*REQUIRED WORK*
Lay out the lines of the material from the one containing "INPUT: withered leaf" down to the one containing "126,47 -> 135,55" as a Markdown table. Use the columns Row and Text, number each line, and leave out blank lines.

'''

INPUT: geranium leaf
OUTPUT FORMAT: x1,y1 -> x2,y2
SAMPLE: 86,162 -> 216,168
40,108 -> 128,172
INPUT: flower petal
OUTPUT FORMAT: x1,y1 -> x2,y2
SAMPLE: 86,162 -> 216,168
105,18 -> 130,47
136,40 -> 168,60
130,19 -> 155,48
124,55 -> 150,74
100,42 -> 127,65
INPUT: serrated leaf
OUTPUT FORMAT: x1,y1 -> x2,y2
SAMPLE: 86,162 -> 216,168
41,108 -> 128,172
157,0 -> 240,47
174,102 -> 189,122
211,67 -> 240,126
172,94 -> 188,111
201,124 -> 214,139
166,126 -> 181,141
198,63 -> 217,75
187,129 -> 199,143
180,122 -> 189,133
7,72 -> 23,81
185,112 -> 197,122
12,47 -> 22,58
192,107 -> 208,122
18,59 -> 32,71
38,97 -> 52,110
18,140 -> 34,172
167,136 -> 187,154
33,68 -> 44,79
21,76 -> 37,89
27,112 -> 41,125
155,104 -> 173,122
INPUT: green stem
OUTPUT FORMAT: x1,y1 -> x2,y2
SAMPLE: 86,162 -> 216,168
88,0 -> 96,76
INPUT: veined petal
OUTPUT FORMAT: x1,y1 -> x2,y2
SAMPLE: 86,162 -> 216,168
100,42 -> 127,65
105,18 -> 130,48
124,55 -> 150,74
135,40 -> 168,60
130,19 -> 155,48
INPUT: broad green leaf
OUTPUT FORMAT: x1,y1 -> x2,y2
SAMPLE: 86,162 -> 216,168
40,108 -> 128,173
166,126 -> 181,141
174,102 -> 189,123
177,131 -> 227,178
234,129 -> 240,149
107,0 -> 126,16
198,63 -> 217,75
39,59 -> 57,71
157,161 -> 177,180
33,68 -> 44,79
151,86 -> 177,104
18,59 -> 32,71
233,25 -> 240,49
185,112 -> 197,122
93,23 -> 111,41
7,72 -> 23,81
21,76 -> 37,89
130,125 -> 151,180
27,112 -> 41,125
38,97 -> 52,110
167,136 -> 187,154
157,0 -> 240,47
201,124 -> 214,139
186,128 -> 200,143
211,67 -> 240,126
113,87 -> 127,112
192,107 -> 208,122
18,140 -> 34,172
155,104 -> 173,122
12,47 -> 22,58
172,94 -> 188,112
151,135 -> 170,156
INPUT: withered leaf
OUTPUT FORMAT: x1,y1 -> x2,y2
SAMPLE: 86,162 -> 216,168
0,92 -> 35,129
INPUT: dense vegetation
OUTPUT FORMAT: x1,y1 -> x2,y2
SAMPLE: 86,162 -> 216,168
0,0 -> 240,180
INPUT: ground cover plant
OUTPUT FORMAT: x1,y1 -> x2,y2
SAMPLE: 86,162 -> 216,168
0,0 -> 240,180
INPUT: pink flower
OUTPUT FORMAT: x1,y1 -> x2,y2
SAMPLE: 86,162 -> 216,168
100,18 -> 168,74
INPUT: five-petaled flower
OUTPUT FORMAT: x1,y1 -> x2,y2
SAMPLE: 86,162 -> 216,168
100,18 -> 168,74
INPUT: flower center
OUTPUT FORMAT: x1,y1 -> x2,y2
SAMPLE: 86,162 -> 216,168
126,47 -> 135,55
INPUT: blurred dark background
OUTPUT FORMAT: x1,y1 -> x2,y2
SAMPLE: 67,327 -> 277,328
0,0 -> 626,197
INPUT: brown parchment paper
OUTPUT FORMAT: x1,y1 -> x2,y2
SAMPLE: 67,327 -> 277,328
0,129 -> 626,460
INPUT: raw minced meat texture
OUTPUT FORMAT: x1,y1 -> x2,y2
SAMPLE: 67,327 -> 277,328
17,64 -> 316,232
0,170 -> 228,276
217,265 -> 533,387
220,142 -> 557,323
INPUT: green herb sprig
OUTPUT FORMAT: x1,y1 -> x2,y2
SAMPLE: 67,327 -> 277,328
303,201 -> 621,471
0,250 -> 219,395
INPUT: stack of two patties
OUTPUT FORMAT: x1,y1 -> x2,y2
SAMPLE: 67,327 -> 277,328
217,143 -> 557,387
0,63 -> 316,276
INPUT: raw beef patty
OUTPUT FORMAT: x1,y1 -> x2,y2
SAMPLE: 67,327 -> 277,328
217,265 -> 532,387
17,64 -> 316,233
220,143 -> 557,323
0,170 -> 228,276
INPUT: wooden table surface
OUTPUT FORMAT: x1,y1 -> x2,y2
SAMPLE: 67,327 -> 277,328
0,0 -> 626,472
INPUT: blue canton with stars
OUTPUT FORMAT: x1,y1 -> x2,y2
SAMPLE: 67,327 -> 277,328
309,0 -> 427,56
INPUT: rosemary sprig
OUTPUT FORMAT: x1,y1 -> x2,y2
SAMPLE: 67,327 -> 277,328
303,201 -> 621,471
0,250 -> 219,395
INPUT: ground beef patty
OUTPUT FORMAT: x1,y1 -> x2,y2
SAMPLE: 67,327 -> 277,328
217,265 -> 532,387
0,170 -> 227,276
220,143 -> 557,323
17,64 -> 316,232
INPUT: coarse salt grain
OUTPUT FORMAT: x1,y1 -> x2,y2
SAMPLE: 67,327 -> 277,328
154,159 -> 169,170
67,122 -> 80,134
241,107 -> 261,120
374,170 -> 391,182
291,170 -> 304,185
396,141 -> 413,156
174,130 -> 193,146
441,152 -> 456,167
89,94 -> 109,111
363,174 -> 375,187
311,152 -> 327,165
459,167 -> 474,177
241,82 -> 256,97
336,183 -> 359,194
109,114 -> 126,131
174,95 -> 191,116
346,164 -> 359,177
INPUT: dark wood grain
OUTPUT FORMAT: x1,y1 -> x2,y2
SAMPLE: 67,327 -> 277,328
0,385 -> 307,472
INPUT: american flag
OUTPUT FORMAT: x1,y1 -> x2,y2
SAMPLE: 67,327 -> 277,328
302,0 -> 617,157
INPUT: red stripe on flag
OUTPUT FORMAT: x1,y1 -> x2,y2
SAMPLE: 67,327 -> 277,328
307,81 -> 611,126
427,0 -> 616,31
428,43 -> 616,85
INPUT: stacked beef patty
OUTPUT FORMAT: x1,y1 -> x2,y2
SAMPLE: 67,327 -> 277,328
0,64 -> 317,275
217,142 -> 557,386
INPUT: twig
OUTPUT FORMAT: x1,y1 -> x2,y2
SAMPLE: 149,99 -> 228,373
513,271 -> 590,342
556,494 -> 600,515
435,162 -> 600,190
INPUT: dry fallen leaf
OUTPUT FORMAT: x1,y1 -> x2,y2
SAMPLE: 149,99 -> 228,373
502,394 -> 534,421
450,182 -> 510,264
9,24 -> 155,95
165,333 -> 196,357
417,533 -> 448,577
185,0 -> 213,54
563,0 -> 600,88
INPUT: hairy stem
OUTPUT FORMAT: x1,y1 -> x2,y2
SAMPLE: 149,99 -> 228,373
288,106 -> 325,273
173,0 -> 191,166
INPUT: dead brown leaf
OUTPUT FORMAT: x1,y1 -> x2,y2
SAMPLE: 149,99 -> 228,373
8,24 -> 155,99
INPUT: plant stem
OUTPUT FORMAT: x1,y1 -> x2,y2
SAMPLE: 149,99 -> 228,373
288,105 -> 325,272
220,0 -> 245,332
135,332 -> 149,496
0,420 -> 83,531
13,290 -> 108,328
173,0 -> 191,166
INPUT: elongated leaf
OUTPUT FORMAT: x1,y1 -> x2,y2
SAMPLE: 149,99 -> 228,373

'''
'''

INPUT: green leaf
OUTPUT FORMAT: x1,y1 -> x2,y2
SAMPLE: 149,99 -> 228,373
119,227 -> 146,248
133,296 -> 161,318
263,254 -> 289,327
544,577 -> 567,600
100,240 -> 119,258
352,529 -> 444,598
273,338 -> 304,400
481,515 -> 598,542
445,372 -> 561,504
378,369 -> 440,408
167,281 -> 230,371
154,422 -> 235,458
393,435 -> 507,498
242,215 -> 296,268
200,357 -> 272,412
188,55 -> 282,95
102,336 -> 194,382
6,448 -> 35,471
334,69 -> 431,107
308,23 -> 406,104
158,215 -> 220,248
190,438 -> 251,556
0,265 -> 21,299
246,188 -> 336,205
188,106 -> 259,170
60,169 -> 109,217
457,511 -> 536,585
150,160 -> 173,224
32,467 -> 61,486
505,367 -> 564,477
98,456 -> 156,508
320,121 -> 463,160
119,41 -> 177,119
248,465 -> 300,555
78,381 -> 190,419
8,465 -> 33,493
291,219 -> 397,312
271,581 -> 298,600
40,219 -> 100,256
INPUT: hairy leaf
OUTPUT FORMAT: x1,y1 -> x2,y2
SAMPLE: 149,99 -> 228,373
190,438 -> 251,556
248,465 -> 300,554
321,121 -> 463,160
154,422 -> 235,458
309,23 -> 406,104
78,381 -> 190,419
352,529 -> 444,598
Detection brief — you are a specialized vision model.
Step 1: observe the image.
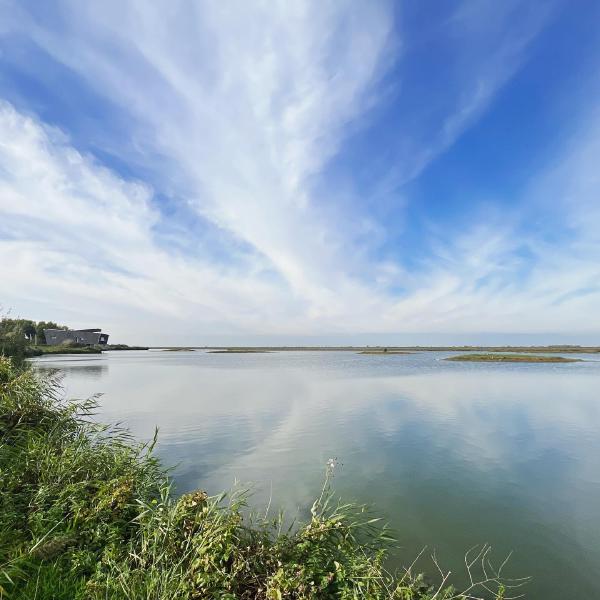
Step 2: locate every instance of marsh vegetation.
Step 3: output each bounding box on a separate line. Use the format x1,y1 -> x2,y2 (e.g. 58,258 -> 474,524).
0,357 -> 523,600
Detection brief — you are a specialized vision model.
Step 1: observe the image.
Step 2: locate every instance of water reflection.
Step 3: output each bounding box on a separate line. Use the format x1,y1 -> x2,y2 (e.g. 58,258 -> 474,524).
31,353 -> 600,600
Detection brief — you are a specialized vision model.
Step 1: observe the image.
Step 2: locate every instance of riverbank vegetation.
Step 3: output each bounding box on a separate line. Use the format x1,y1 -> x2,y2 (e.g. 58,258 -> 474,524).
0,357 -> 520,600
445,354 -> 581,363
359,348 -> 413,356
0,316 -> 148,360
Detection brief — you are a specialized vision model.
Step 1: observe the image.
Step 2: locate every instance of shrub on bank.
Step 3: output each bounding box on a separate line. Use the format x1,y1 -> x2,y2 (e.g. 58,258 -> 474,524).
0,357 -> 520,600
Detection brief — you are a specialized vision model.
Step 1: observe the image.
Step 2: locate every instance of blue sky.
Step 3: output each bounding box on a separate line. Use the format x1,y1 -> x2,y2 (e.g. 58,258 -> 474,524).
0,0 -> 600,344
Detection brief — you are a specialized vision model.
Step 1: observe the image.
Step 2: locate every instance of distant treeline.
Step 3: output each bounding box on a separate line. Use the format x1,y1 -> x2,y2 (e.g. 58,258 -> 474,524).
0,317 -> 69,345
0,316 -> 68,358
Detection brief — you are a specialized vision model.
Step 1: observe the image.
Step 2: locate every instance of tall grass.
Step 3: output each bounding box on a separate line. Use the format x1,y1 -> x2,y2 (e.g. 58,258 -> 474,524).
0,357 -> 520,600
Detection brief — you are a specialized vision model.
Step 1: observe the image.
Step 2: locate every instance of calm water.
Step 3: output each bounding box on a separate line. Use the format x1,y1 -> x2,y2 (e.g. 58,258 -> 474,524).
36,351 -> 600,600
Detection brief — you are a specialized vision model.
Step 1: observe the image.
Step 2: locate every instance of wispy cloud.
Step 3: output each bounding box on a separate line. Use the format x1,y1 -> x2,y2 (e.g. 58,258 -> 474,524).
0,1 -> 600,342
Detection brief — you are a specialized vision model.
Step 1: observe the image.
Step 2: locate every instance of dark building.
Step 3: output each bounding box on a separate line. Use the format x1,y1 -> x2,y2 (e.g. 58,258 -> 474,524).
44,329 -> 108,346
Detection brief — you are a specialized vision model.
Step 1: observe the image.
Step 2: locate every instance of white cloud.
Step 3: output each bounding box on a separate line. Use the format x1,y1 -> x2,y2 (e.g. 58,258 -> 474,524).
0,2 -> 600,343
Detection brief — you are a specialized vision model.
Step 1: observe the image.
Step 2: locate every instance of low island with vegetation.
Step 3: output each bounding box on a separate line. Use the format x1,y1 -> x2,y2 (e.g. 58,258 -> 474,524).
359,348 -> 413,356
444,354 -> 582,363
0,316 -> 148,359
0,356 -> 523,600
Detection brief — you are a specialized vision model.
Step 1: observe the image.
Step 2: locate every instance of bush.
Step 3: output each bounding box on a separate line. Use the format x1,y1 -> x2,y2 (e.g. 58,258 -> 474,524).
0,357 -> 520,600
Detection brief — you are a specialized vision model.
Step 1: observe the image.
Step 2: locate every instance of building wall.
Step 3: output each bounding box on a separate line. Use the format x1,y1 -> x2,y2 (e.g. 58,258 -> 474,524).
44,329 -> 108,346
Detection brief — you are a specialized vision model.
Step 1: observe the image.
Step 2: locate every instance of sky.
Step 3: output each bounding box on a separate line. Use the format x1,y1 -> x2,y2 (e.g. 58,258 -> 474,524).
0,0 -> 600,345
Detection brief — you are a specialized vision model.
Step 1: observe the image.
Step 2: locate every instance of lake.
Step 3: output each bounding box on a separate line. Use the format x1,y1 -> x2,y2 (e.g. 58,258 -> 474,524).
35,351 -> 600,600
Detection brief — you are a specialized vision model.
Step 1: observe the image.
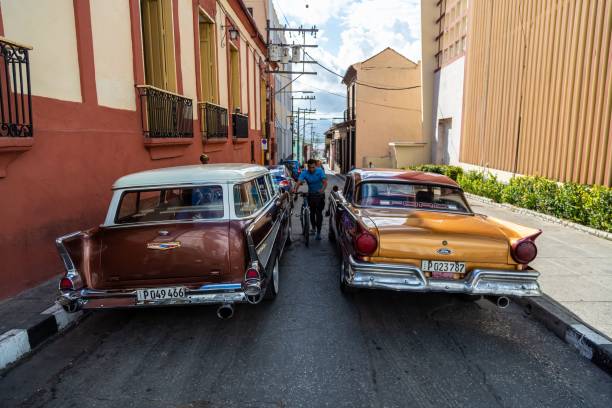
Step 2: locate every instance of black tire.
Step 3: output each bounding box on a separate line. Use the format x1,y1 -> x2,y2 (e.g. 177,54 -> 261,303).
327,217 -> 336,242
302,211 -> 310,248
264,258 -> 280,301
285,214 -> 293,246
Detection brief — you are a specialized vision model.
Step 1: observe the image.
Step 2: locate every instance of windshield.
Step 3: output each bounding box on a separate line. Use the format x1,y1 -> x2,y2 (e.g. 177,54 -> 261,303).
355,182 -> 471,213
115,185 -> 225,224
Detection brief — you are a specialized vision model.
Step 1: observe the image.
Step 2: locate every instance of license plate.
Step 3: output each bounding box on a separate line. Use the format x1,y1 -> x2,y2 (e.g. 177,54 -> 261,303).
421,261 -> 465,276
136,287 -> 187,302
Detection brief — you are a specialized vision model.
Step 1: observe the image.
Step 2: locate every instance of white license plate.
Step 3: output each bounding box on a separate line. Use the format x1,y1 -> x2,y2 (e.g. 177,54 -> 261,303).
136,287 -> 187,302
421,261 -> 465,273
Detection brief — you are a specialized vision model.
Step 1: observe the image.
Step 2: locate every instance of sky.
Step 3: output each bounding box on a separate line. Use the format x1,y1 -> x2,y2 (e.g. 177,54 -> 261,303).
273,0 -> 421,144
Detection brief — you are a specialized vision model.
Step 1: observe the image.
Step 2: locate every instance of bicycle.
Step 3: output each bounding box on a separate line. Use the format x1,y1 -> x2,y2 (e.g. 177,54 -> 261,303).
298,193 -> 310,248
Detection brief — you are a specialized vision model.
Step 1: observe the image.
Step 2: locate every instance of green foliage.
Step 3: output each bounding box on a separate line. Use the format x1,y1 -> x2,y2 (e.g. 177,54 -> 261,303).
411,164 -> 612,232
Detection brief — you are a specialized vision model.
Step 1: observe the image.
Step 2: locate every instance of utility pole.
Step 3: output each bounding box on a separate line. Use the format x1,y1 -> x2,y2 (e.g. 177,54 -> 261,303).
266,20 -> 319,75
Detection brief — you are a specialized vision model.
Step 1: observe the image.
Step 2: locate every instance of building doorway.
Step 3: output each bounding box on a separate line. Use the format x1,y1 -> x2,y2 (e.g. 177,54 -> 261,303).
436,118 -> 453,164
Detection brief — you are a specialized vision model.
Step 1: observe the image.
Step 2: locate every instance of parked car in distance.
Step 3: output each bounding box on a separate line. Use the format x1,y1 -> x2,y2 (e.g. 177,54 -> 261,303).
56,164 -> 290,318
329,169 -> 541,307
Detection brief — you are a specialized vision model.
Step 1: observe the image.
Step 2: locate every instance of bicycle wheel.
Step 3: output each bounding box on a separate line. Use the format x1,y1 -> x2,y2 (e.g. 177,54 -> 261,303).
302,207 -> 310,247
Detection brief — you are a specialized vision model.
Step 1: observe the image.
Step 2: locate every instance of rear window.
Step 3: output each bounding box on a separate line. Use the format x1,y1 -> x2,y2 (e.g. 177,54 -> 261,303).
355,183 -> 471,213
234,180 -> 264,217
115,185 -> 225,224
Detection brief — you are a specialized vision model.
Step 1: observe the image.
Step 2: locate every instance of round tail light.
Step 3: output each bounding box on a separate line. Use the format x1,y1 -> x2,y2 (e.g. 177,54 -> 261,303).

'''

*THE ANSWER*
| Row | Text |
|---|---|
| 1 | INPUT: withered leaf |
| 2 | OUTPUT FORMAT: x1,y1 -> x2,y2 |
| 3 | SAMPLE: 86,162 -> 216,168 |
| 4 | 0,92 -> 35,129 |
| 5 | INPUT: dense vegetation |
| 6 | OUTPUT FORMAT: x1,y1 -> x2,y2 |
| 7 | SAMPLE: 86,162 -> 216,168 |
| 8 | 0,0 -> 240,180 |
| 9 | INPUT: ground cover plant |
| 10 | OUTPUT FORMAT: x1,y1 -> x2,y2 |
| 11 | SAMPLE: 86,162 -> 216,168 |
| 12 | 0,0 -> 240,180 |
| 13 | INPUT: pink flower |
| 14 | OUTPUT FORMAT: x1,y1 -> x2,y2 |
| 15 | SAMPLE: 86,162 -> 216,168 |
| 16 | 100,18 -> 168,74 |
| 17 | INPUT: five-petaled flower |
| 18 | OUTPUT FORMAT: x1,y1 -> x2,y2 |
| 19 | SAMPLE: 86,162 -> 216,168 |
| 20 | 100,18 -> 168,74 |
| 21 | INPUT: flower center |
| 22 | OUTPUT FORMAT: x1,y1 -> x2,y2 |
| 23 | SAMPLE: 86,162 -> 216,168 |
| 24 | 126,47 -> 135,55 |